### CONSIGNE
Indiquez combien de lignes des données ci-dessous contiennent la chaîne « railing ». Répondez par ce nombre seul.

### DONNÉES FOURNIES

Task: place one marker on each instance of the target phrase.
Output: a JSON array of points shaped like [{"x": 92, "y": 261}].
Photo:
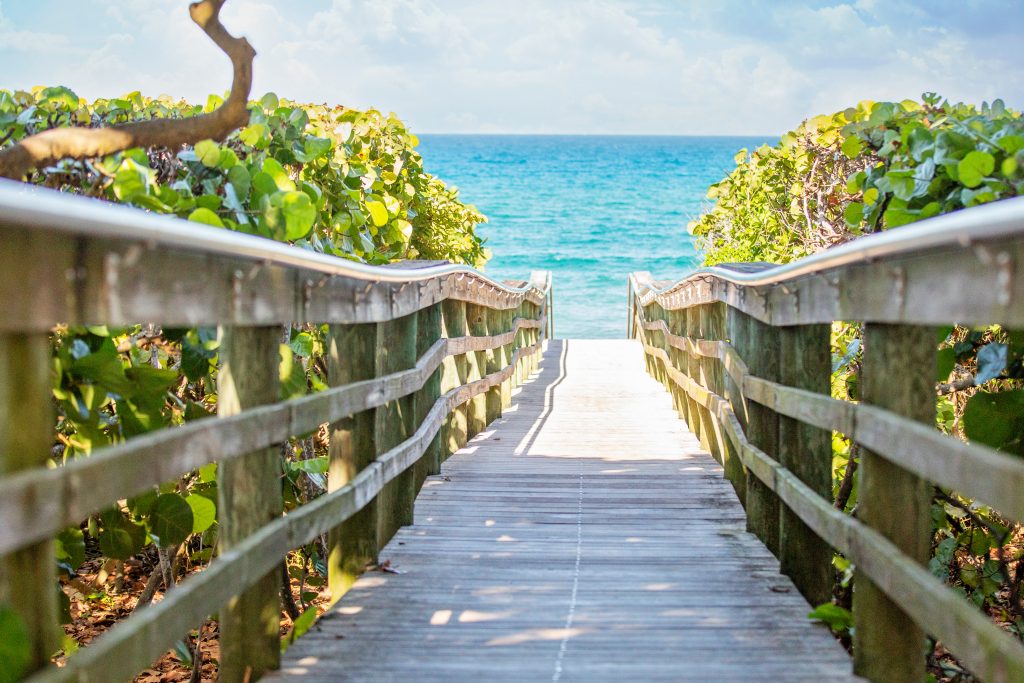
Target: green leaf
[
  {"x": 281, "y": 178},
  {"x": 269, "y": 101},
  {"x": 204, "y": 512},
  {"x": 991, "y": 361},
  {"x": 838, "y": 619},
  {"x": 252, "y": 134},
  {"x": 208, "y": 473},
  {"x": 299, "y": 628},
  {"x": 120, "y": 538},
  {"x": 302, "y": 344},
  {"x": 292, "y": 375},
  {"x": 15, "y": 648},
  {"x": 854, "y": 214},
  {"x": 70, "y": 547},
  {"x": 131, "y": 180},
  {"x": 974, "y": 167},
  {"x": 104, "y": 368},
  {"x": 171, "y": 519},
  {"x": 195, "y": 361},
  {"x": 206, "y": 217},
  {"x": 300, "y": 214},
  {"x": 852, "y": 146},
  {"x": 228, "y": 159},
  {"x": 946, "y": 360},
  {"x": 239, "y": 177},
  {"x": 378, "y": 213},
  {"x": 208, "y": 153},
  {"x": 896, "y": 216},
  {"x": 996, "y": 420}
]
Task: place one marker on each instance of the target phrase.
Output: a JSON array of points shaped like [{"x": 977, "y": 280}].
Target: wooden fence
[
  {"x": 744, "y": 350},
  {"x": 421, "y": 357}
]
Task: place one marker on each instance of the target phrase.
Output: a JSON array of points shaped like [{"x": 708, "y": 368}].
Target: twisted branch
[{"x": 75, "y": 142}]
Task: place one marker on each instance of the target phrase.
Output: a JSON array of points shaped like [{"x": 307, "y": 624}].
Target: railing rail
[
  {"x": 420, "y": 359},
  {"x": 744, "y": 350}
]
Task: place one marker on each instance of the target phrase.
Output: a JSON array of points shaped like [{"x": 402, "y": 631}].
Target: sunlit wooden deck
[{"x": 585, "y": 536}]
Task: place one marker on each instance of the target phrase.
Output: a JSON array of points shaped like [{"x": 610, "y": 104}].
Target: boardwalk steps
[{"x": 584, "y": 536}]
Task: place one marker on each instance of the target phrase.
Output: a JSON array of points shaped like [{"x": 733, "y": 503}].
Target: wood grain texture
[
  {"x": 888, "y": 644},
  {"x": 249, "y": 497},
  {"x": 27, "y": 575},
  {"x": 807, "y": 452},
  {"x": 351, "y": 545},
  {"x": 583, "y": 537}
]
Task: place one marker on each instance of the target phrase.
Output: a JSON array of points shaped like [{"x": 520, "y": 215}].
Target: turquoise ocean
[{"x": 590, "y": 209}]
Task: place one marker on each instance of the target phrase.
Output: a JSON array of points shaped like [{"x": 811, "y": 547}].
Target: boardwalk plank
[{"x": 583, "y": 537}]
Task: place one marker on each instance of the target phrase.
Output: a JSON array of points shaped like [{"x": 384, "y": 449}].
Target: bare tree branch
[{"x": 75, "y": 142}]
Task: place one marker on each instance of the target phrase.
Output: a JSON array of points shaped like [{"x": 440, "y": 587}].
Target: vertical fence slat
[
  {"x": 760, "y": 348},
  {"x": 249, "y": 494},
  {"x": 456, "y": 374},
  {"x": 888, "y": 645},
  {"x": 507, "y": 317},
  {"x": 476, "y": 322},
  {"x": 351, "y": 545},
  {"x": 718, "y": 326},
  {"x": 428, "y": 331},
  {"x": 28, "y": 579},
  {"x": 393, "y": 423},
  {"x": 806, "y": 364},
  {"x": 493, "y": 358},
  {"x": 735, "y": 332}
]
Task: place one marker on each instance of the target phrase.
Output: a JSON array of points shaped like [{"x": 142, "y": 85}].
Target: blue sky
[{"x": 644, "y": 67}]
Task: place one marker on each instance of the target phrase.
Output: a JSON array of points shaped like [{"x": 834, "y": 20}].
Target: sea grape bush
[
  {"x": 331, "y": 179},
  {"x": 875, "y": 167}
]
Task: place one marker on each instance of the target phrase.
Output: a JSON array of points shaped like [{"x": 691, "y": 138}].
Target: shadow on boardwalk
[{"x": 584, "y": 537}]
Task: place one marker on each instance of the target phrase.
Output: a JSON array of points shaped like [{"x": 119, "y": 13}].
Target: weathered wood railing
[
  {"x": 420, "y": 359},
  {"x": 744, "y": 350}
]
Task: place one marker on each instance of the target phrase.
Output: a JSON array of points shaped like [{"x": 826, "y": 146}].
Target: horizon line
[{"x": 480, "y": 134}]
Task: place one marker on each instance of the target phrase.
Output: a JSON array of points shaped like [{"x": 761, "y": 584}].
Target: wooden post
[
  {"x": 428, "y": 331},
  {"x": 759, "y": 347},
  {"x": 456, "y": 373},
  {"x": 695, "y": 331},
  {"x": 28, "y": 579},
  {"x": 678, "y": 357},
  {"x": 476, "y": 322},
  {"x": 898, "y": 374},
  {"x": 718, "y": 329},
  {"x": 806, "y": 451},
  {"x": 393, "y": 423},
  {"x": 351, "y": 545},
  {"x": 508, "y": 319},
  {"x": 249, "y": 495},
  {"x": 735, "y": 329},
  {"x": 711, "y": 377},
  {"x": 493, "y": 364},
  {"x": 520, "y": 342},
  {"x": 689, "y": 368}
]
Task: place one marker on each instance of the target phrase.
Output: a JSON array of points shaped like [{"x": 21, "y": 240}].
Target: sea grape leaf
[
  {"x": 996, "y": 420},
  {"x": 15, "y": 648},
  {"x": 204, "y": 512},
  {"x": 974, "y": 167},
  {"x": 206, "y": 216},
  {"x": 378, "y": 213},
  {"x": 991, "y": 361},
  {"x": 171, "y": 519}
]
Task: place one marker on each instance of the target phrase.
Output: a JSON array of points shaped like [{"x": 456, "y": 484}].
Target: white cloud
[{"x": 535, "y": 66}]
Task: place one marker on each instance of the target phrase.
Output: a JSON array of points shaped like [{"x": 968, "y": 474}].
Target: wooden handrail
[
  {"x": 741, "y": 406},
  {"x": 92, "y": 263}
]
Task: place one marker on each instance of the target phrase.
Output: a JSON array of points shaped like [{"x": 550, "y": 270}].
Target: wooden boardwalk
[{"x": 584, "y": 537}]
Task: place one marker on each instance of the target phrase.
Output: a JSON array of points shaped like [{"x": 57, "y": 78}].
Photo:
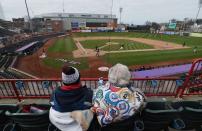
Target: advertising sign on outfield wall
[{"x": 172, "y": 25}]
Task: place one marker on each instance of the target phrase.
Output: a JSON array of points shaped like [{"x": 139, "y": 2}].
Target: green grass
[
  {"x": 190, "y": 41},
  {"x": 128, "y": 45},
  {"x": 136, "y": 58},
  {"x": 91, "y": 44},
  {"x": 64, "y": 45},
  {"x": 51, "y": 62}
]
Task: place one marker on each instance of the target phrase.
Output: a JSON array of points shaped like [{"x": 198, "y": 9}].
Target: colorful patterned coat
[{"x": 112, "y": 104}]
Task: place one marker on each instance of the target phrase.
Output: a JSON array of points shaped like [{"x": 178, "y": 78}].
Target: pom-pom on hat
[
  {"x": 119, "y": 75},
  {"x": 70, "y": 75}
]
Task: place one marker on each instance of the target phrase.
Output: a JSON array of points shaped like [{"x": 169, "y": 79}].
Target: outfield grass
[
  {"x": 141, "y": 58},
  {"x": 64, "y": 45},
  {"x": 52, "y": 62},
  {"x": 150, "y": 57},
  {"x": 127, "y": 45},
  {"x": 190, "y": 41}
]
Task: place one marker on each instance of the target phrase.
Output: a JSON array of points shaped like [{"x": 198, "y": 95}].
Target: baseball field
[{"x": 132, "y": 49}]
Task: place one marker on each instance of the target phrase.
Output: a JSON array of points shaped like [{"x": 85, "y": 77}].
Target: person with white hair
[{"x": 117, "y": 100}]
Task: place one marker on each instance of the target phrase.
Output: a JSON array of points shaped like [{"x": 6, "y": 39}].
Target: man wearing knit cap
[
  {"x": 71, "y": 102},
  {"x": 117, "y": 101}
]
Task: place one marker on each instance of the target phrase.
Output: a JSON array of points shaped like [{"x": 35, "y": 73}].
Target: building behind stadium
[{"x": 76, "y": 22}]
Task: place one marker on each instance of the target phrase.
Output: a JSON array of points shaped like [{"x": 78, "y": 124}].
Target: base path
[
  {"x": 157, "y": 44},
  {"x": 82, "y": 52},
  {"x": 163, "y": 71}
]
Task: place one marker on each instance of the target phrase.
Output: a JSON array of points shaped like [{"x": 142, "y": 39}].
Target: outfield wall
[{"x": 196, "y": 34}]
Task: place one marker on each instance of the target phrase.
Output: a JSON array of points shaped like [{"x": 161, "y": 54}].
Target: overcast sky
[{"x": 134, "y": 11}]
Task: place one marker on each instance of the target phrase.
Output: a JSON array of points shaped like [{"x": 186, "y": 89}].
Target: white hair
[{"x": 119, "y": 75}]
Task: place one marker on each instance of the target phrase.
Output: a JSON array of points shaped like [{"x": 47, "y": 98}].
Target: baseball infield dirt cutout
[{"x": 157, "y": 44}]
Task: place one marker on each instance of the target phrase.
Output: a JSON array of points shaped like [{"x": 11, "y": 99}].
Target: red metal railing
[
  {"x": 43, "y": 88},
  {"x": 193, "y": 82}
]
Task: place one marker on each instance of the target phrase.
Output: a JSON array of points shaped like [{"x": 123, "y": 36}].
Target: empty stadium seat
[
  {"x": 191, "y": 115},
  {"x": 3, "y": 108},
  {"x": 31, "y": 117},
  {"x": 158, "y": 115}
]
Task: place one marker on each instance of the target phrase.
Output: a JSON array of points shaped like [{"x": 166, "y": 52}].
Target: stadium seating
[
  {"x": 30, "y": 118},
  {"x": 8, "y": 62},
  {"x": 3, "y": 61},
  {"x": 158, "y": 115},
  {"x": 3, "y": 108},
  {"x": 191, "y": 115}
]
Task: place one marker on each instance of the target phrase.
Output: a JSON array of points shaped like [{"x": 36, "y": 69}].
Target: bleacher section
[
  {"x": 5, "y": 32},
  {"x": 26, "y": 46}
]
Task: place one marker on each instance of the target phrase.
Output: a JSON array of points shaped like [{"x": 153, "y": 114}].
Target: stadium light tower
[
  {"x": 120, "y": 11},
  {"x": 1, "y": 12}
]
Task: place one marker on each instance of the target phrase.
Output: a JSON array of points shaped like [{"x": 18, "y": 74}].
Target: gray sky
[{"x": 134, "y": 11}]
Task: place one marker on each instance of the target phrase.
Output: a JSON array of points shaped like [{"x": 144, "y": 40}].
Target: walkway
[{"x": 164, "y": 71}]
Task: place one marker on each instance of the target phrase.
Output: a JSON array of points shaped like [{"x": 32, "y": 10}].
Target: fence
[{"x": 43, "y": 88}]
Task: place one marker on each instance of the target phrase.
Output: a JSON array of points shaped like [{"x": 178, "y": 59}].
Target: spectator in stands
[
  {"x": 71, "y": 103},
  {"x": 117, "y": 100}
]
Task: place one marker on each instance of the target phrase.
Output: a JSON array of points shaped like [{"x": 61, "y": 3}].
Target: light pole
[
  {"x": 120, "y": 10},
  {"x": 200, "y": 4}
]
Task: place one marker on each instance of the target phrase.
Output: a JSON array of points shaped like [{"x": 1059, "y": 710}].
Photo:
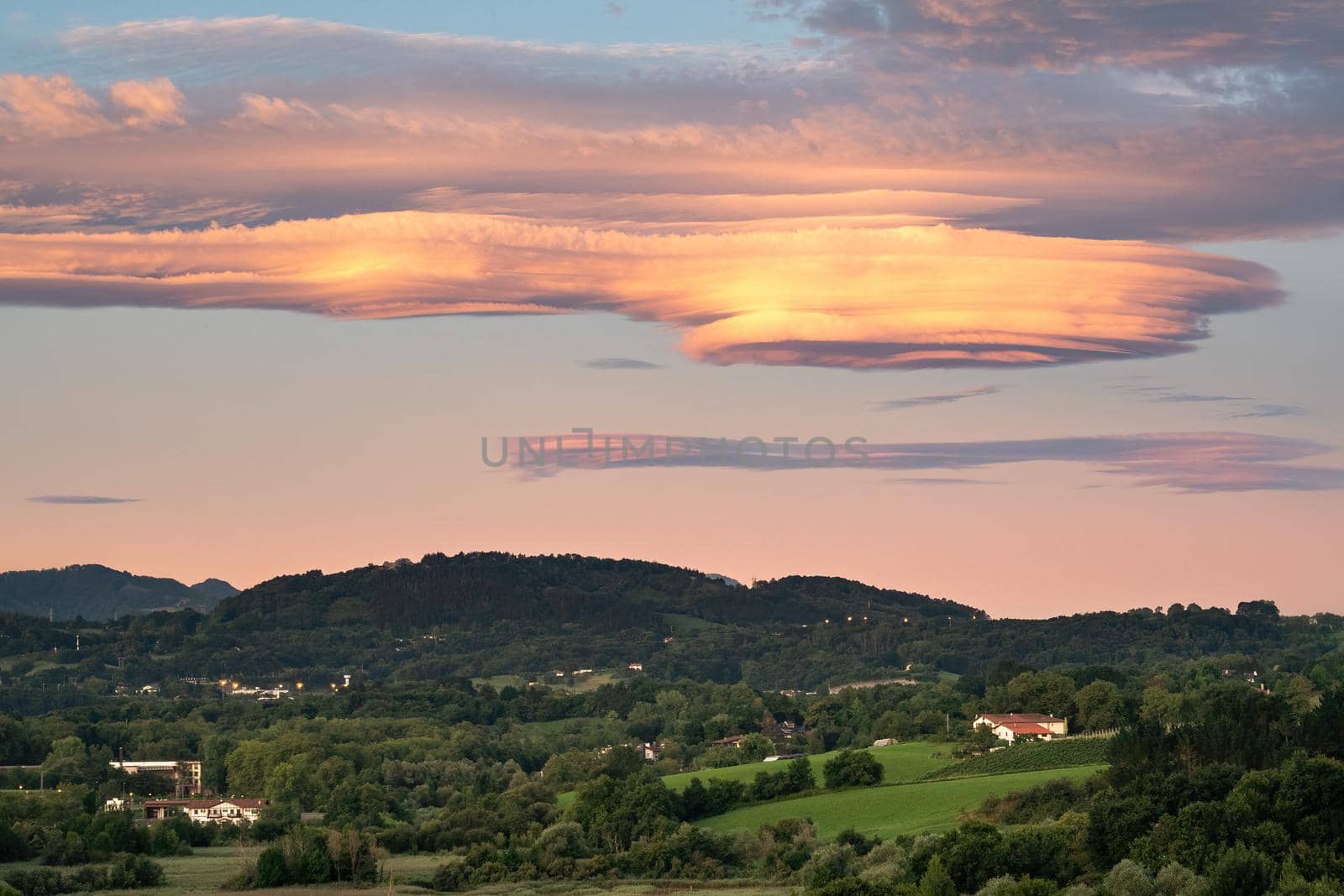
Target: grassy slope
[
  {"x": 889, "y": 812},
  {"x": 1028, "y": 757},
  {"x": 904, "y": 762}
]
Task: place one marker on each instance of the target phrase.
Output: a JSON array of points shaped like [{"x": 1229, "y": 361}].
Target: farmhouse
[
  {"x": 736, "y": 741},
  {"x": 1010, "y": 726},
  {"x": 207, "y": 810}
]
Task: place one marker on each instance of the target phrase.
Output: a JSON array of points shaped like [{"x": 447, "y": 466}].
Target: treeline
[{"x": 488, "y": 614}]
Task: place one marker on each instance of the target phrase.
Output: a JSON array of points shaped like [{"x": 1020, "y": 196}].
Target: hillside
[
  {"x": 510, "y": 620},
  {"x": 94, "y": 591},
  {"x": 488, "y": 614},
  {"x": 891, "y": 810}
]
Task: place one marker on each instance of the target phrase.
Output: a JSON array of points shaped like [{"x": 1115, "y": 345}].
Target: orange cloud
[
  {"x": 1180, "y": 461},
  {"x": 148, "y": 103},
  {"x": 879, "y": 297},
  {"x": 55, "y": 107}
]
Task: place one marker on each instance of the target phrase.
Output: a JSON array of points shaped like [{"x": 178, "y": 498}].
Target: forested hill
[
  {"x": 488, "y": 614},
  {"x": 557, "y": 591},
  {"x": 526, "y": 617},
  {"x": 100, "y": 593}
]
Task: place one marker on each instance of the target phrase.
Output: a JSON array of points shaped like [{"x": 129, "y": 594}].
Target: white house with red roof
[
  {"x": 232, "y": 810},
  {"x": 1010, "y": 726}
]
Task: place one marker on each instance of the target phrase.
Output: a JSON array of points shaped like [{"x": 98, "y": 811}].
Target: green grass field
[
  {"x": 207, "y": 869},
  {"x": 891, "y": 810},
  {"x": 902, "y": 762},
  {"x": 1028, "y": 757}
]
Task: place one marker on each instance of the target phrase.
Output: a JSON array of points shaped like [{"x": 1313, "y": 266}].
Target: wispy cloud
[
  {"x": 80, "y": 499},
  {"x": 1270, "y": 410},
  {"x": 922, "y": 297},
  {"x": 1179, "y": 461},
  {"x": 941, "y": 479},
  {"x": 1173, "y": 396},
  {"x": 884, "y": 199},
  {"x": 1195, "y": 398},
  {"x": 620, "y": 364},
  {"x": 925, "y": 401}
]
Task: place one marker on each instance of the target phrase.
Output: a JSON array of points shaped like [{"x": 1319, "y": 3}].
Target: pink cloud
[
  {"x": 900, "y": 297},
  {"x": 1180, "y": 461}
]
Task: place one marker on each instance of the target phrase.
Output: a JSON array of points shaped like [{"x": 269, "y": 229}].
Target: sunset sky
[{"x": 1070, "y": 269}]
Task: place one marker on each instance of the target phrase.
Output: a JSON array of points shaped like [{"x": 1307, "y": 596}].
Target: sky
[{"x": 1026, "y": 305}]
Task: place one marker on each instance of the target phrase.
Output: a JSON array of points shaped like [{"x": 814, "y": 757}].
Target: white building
[
  {"x": 234, "y": 812},
  {"x": 1010, "y": 726},
  {"x": 185, "y": 773}
]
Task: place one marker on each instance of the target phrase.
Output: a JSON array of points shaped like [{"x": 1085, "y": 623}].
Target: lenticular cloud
[{"x": 878, "y": 297}]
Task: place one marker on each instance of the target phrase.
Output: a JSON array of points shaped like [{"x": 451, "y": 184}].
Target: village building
[
  {"x": 1011, "y": 726},
  {"x": 185, "y": 774},
  {"x": 736, "y": 741},
  {"x": 234, "y": 812}
]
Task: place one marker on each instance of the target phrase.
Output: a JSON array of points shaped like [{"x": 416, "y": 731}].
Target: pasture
[{"x": 890, "y": 810}]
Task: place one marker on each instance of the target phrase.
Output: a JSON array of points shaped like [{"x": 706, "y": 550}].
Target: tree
[
  {"x": 69, "y": 759},
  {"x": 1129, "y": 879},
  {"x": 853, "y": 768},
  {"x": 756, "y": 747},
  {"x": 936, "y": 880},
  {"x": 1241, "y": 872},
  {"x": 1100, "y": 705}
]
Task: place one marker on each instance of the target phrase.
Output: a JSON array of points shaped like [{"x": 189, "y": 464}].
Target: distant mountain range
[{"x": 100, "y": 593}]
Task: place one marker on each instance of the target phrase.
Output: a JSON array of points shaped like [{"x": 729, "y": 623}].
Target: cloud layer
[
  {"x": 80, "y": 499},
  {"x": 874, "y": 196},
  {"x": 927, "y": 401},
  {"x": 1180, "y": 461},
  {"x": 898, "y": 297}
]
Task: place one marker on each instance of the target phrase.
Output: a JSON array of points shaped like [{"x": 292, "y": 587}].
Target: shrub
[
  {"x": 1241, "y": 872},
  {"x": 853, "y": 768},
  {"x": 270, "y": 868},
  {"x": 1129, "y": 879}
]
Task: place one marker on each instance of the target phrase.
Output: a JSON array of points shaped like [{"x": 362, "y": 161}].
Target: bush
[
  {"x": 270, "y": 868},
  {"x": 853, "y": 768},
  {"x": 1241, "y": 872},
  {"x": 1129, "y": 879},
  {"x": 827, "y": 866}
]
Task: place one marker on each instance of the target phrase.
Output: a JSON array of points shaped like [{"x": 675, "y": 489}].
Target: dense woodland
[
  {"x": 94, "y": 591},
  {"x": 1226, "y": 774},
  {"x": 490, "y": 614}
]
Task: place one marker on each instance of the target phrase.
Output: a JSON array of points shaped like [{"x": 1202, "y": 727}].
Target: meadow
[
  {"x": 1028, "y": 757},
  {"x": 206, "y": 871},
  {"x": 894, "y": 809},
  {"x": 902, "y": 762}
]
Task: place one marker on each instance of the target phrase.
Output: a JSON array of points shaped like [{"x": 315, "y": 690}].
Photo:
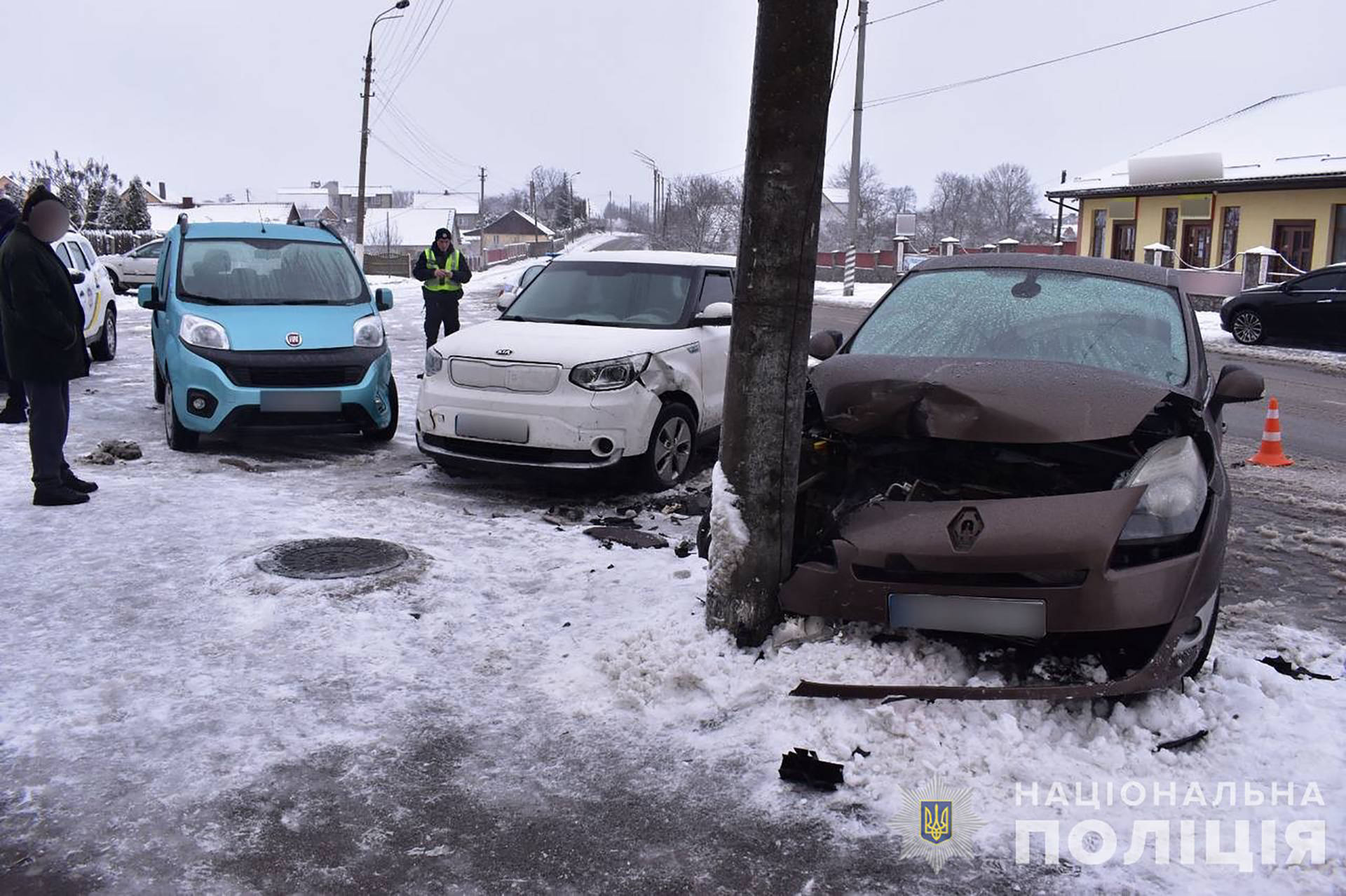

### SOLUTION COMPLÈTE
3